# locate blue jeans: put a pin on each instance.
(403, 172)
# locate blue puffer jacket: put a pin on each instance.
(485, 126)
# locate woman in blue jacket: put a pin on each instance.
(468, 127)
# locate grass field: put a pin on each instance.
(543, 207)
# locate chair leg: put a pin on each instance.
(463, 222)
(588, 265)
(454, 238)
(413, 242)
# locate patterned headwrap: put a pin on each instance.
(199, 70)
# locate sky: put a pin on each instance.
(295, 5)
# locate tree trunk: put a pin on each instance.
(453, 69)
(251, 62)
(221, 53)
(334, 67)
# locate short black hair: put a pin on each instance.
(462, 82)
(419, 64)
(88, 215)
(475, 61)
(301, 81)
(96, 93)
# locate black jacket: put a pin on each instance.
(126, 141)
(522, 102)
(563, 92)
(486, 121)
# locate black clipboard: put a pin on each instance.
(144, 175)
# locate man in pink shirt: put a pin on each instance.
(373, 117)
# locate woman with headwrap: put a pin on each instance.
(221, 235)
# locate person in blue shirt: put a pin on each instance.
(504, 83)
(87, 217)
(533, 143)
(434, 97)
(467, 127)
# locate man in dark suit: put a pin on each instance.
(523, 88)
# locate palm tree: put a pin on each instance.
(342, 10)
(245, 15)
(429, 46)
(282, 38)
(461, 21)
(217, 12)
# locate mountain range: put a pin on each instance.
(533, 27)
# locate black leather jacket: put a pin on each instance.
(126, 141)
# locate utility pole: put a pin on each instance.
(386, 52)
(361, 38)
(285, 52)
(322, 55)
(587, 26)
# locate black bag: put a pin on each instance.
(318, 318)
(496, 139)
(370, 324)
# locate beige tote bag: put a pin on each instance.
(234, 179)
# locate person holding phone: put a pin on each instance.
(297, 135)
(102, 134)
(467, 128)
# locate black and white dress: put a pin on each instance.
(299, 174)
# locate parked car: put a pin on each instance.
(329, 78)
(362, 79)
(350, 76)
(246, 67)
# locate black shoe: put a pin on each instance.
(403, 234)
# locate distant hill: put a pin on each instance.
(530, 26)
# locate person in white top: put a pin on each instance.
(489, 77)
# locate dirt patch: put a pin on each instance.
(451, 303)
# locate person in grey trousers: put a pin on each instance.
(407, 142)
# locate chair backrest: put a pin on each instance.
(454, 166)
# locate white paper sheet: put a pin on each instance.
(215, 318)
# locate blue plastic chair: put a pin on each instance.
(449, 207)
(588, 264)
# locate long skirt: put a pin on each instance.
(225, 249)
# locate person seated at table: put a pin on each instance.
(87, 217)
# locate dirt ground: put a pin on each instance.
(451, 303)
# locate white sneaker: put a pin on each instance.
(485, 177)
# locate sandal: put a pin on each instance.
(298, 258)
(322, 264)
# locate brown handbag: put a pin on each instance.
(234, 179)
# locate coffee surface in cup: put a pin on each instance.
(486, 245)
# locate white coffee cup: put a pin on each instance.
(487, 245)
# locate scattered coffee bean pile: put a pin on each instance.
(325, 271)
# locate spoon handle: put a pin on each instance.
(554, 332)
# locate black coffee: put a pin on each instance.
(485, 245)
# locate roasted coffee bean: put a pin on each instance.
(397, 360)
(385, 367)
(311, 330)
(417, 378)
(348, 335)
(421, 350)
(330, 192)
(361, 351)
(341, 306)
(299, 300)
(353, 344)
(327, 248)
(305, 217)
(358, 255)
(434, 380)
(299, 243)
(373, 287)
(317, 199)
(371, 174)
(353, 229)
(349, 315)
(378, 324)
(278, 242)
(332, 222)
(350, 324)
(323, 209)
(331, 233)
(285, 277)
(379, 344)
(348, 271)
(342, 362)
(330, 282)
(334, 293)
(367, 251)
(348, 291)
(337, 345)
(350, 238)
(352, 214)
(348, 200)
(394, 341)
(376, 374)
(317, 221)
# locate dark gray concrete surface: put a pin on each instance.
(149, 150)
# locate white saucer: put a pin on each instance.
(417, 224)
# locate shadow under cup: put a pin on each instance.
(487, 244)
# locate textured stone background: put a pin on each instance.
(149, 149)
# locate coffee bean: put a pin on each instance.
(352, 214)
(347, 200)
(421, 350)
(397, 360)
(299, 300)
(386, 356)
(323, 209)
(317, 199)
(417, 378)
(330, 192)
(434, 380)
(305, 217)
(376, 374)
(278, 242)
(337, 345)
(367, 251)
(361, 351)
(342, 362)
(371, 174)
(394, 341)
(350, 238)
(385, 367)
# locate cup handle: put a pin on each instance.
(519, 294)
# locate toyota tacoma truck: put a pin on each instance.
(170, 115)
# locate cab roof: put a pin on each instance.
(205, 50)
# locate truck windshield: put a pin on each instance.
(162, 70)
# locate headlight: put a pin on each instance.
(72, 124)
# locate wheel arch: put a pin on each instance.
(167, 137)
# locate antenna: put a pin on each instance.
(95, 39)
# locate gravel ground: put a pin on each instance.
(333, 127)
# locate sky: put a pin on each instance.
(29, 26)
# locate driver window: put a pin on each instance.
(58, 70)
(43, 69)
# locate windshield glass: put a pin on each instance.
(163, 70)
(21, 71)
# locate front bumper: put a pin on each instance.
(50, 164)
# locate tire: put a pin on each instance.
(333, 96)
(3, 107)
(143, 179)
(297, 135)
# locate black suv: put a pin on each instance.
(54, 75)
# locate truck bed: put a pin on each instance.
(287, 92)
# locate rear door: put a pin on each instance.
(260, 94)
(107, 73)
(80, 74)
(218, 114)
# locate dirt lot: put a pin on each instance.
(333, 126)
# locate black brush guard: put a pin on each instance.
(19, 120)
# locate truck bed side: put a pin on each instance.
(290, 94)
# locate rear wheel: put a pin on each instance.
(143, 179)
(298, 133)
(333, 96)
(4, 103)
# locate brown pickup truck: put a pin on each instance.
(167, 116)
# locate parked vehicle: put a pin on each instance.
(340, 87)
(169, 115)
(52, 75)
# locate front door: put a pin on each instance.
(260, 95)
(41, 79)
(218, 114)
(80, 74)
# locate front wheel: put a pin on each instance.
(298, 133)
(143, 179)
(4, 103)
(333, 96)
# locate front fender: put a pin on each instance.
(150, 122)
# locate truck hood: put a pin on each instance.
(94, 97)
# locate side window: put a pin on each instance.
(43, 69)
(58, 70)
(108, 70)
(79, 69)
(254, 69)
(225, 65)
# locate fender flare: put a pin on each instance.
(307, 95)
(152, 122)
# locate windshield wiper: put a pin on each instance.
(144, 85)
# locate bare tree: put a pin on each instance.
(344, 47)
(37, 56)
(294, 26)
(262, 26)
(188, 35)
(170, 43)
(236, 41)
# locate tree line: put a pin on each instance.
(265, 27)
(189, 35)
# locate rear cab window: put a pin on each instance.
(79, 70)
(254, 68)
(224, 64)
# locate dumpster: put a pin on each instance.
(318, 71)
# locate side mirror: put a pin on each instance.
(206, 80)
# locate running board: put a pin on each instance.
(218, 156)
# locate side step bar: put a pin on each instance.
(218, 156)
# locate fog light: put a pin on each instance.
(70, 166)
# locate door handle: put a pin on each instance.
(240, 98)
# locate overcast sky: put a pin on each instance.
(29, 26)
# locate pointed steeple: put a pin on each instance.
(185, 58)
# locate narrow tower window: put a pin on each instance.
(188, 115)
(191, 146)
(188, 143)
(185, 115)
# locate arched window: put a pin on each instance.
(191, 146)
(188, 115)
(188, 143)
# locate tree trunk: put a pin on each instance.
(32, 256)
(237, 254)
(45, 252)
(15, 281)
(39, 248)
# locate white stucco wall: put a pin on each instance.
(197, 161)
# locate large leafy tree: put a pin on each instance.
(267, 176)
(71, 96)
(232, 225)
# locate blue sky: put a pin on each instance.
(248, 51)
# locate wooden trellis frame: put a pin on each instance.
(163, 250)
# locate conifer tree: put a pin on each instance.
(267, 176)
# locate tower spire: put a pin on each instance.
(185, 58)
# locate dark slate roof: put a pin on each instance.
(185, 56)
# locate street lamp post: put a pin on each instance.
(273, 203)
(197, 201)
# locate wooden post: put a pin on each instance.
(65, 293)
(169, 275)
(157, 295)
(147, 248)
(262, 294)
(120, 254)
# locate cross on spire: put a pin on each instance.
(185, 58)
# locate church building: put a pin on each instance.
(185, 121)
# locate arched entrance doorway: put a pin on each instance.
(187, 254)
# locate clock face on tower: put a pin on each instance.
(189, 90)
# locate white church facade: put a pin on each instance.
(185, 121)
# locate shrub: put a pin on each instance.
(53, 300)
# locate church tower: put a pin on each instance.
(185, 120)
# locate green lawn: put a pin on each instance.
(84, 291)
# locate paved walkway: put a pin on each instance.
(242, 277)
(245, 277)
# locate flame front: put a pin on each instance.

————————

* **WHAT YOU WILL DO**: Copy only the stretch running from the line containing "# locate dark slate" to the final line of the entries, both ends included, exactly as it stands.

* **FINAL RESULT**:
# locate dark slate roof: put a pin on each instance.
(185, 56)
# locate street lamp post: put a pin on each instance.
(273, 203)
(197, 201)
# locate wooden post: put a pin on each instance.
(65, 293)
(169, 275)
(157, 295)
(147, 248)
(262, 294)
(120, 254)
# locate cross on spire: put a pin on each instance.
(185, 58)
# locate church building: put a pin on each instance.
(185, 121)
# locate arched entrance doorway: put a pin on each instance.
(187, 254)
# locate clock face on tower: put a pin on each instance.
(189, 90)
# locate white church facade: put a pin on each instance.
(185, 121)
# locate shrub: put a pin on each instance.
(53, 300)
# locate church tower: put a pin on each instance.
(185, 120)
# locate green lawn: put a pin on each instance.
(84, 291)
# locate paved walkway: put a pin on each instance.
(242, 277)
(245, 277)
# locate flame front: put a pin on each instance.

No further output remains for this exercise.